* [Dataset]

____________

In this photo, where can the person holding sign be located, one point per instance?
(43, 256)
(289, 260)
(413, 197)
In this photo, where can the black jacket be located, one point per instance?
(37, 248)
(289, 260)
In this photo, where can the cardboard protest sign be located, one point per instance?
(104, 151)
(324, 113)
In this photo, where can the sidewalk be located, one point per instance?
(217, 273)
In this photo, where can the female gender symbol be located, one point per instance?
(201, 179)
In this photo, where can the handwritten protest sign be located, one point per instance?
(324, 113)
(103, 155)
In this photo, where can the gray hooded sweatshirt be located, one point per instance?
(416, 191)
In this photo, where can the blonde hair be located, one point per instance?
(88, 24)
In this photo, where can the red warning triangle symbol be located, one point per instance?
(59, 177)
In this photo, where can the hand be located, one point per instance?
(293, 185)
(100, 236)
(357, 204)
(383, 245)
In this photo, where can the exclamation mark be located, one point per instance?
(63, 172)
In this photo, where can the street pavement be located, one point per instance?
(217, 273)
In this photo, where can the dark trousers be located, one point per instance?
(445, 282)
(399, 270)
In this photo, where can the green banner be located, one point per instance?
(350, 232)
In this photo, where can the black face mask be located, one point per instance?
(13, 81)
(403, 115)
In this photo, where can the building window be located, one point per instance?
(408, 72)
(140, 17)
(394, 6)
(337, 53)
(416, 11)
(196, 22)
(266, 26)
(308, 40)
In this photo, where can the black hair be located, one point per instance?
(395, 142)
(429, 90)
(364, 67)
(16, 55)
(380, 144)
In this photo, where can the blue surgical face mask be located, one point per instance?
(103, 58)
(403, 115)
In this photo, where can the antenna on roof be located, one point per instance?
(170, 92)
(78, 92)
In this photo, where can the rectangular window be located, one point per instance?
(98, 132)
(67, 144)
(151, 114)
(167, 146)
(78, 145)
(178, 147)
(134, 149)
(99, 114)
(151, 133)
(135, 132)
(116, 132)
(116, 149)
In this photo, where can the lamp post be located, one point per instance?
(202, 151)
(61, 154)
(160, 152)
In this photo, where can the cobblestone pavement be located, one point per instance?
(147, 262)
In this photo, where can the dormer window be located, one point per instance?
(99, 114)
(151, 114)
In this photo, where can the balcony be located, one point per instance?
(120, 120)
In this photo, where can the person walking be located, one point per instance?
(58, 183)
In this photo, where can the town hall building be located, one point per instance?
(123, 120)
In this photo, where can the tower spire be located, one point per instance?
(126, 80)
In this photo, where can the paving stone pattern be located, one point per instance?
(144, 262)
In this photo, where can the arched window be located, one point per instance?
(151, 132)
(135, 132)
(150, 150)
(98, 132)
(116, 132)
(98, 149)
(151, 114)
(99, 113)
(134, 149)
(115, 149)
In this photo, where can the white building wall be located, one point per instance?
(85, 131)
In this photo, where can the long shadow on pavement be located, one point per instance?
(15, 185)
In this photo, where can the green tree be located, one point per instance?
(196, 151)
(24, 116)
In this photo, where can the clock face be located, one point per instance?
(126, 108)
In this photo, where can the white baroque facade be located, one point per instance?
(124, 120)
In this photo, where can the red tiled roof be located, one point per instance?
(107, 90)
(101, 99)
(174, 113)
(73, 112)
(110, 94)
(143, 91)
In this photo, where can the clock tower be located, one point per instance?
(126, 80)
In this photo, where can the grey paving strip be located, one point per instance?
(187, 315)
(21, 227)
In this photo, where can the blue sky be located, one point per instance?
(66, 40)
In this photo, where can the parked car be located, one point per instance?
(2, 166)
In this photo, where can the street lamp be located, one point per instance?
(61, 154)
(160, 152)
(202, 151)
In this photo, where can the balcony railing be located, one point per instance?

____________

* [Goal]
Rewrite every line from the one containing "In this photo, where can the blue sky" through the end of the records, inclusive, keeping the requests and multiplying each coordinate in the answer points by 2.35, with results rounded to whole numbers and halves rounded up. Reproduce only those lines.

* [Output]
In this photo, where can the blue sky be located, one point per instance?
(155, 94)
In this photo, where can the parked car be located, one point per instance?
(5, 390)
In this photo, where can the street lamp be located, one point per instance?
(143, 362)
(376, 357)
(475, 355)
In this photo, where can the balcony railing be located, one point per instance?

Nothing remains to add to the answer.